Count how many lines of the data below contain the string "floor" and reply with that number alone.

§ §

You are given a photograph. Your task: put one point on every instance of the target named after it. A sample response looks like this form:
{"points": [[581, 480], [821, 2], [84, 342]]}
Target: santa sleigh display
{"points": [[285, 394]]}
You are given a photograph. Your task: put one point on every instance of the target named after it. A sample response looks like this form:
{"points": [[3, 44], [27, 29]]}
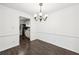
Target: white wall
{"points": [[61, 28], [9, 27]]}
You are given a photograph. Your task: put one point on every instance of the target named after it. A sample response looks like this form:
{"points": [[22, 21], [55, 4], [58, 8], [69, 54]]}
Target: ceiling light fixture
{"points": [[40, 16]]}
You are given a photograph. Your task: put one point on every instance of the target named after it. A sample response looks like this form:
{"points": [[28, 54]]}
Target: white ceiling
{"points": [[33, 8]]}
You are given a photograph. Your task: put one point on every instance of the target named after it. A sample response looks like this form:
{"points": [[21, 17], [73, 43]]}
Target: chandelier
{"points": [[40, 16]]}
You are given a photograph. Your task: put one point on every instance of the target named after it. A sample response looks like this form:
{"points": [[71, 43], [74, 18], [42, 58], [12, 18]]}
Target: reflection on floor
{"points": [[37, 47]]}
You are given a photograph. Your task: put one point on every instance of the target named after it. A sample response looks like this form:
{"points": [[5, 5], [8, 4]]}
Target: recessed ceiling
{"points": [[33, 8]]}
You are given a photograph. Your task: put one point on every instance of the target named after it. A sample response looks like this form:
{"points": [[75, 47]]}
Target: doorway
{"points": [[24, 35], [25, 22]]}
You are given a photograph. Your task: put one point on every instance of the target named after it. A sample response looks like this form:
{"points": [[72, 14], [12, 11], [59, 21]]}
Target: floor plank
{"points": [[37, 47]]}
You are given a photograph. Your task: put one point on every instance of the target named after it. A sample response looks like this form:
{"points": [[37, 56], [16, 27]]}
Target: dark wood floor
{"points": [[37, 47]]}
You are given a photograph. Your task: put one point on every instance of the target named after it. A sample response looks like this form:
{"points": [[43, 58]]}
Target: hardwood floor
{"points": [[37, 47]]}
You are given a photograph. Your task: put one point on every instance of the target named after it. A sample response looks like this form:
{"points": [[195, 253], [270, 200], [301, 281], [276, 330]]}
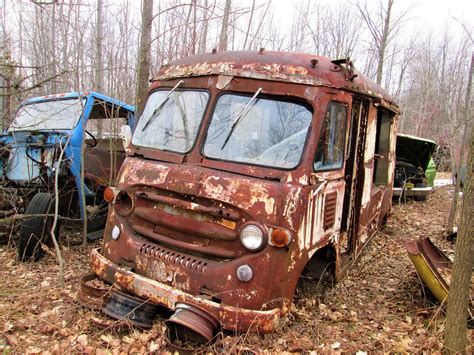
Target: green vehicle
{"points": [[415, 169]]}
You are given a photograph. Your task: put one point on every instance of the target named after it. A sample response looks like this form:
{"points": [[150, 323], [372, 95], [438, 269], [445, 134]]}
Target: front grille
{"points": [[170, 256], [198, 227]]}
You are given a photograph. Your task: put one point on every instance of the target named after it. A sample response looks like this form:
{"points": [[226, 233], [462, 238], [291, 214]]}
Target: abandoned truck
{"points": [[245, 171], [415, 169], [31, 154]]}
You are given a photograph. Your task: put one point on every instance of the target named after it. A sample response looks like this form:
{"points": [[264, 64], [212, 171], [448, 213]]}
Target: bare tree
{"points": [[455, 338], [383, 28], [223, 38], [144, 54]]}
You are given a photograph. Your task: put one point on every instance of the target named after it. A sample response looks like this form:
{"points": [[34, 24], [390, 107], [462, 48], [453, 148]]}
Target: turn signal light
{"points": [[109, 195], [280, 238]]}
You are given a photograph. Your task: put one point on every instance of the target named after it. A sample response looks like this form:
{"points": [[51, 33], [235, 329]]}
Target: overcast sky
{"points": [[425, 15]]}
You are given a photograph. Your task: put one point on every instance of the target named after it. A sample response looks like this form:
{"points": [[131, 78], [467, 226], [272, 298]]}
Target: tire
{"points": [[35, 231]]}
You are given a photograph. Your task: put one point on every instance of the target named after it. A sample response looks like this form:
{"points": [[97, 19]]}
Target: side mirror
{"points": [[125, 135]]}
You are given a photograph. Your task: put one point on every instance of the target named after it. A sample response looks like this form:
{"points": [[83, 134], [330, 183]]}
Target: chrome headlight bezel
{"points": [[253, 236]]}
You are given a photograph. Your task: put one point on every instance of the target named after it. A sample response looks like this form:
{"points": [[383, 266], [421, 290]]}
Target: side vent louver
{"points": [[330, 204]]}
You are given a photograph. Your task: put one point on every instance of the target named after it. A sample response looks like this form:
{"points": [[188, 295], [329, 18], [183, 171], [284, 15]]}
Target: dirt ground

§ §

Finished exercise
4